*GOAL OF THE EXERCISE:* Please write back every entry exactly, character for character.

(Data entries)
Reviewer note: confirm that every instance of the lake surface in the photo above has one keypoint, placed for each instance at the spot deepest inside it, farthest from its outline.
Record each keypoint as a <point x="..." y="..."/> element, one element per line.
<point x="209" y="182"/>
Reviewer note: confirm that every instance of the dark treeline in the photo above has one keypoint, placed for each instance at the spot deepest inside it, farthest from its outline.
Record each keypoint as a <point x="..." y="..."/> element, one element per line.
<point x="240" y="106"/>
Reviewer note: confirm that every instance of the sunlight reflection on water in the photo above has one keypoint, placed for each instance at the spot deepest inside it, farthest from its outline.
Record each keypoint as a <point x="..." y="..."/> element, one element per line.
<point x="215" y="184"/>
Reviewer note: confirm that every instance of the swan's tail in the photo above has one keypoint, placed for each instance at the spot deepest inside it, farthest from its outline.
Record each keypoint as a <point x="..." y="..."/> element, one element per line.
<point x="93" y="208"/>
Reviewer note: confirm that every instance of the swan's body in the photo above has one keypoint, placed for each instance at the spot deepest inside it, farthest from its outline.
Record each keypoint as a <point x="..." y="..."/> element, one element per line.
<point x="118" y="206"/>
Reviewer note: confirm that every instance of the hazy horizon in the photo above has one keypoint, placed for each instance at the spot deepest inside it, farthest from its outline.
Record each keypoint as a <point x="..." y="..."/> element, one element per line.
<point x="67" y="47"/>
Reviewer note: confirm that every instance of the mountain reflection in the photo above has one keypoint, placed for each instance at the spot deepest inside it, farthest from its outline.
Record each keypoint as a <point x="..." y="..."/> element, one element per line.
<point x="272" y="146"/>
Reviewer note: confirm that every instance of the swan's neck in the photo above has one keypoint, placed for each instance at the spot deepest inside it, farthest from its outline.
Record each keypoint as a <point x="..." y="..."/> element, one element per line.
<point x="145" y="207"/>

*RESULT:*
Reviewer note: confirm that every instance of the lake surface in the photo above has one keypoint, placed for each instance at the spot deepest inside it, farthest from its outline.
Record each keypoint as a <point x="..." y="..."/> element, one element per line.
<point x="209" y="182"/>
Reviewer note: confirm that every instance of the dark treeline in the photo above has one keypoint, placed for each instance at the spot deepest inside it, farthest from its outline.
Record each keypoint as a <point x="..." y="..."/> element, one element per line.
<point x="240" y="106"/>
Reviewer note: confirm that every instance of the sunlight reflection on water in the photo above has one keypoint, placed for each instance at the spot deepest inside it, farthest from its outline.
Record each keypoint as a <point x="..." y="..."/> element, one element per line.
<point x="215" y="184"/>
Reviewer note: confirm that every instance of the swan's tail in the photo above has one keypoint, placed for each instance at the spot deepest inside it, farthest from its outline.
Record each keypoint as a <point x="..." y="..."/> element, one element per line.
<point x="93" y="208"/>
Reviewer note: confirm that every instance of the swan's body in the photo above has one keypoint, placed for each instance at the spot deepest inside it, farthest from its outline.
Record each keypoint as a <point x="..." y="..."/> element, one element per line.
<point x="118" y="206"/>
Reviewer note: confirm that every instance of the hazy horizon in the photo above has one keypoint, placed for each instance at the spot deepest inside it, farthest from its outline.
Record each keypoint as a <point x="..." y="..."/> element, one element per line.
<point x="67" y="47"/>
Reviewer note: confirm that every instance of the mountain reflection in the photo above has one keypoint, placed for each instance at the spot deepest inside it, farthest from its outline.
Record each keypoint as a <point x="..." y="..."/> element, one element per line.
<point x="272" y="146"/>
Reviewer note: confirm that every instance of the swan's neck in the photo above has one keypoint, placed for each instance at the spot deepest inside it, farthest from its outline.
Record each keypoint as a <point x="..." y="..."/> element, one element per line.
<point x="145" y="207"/>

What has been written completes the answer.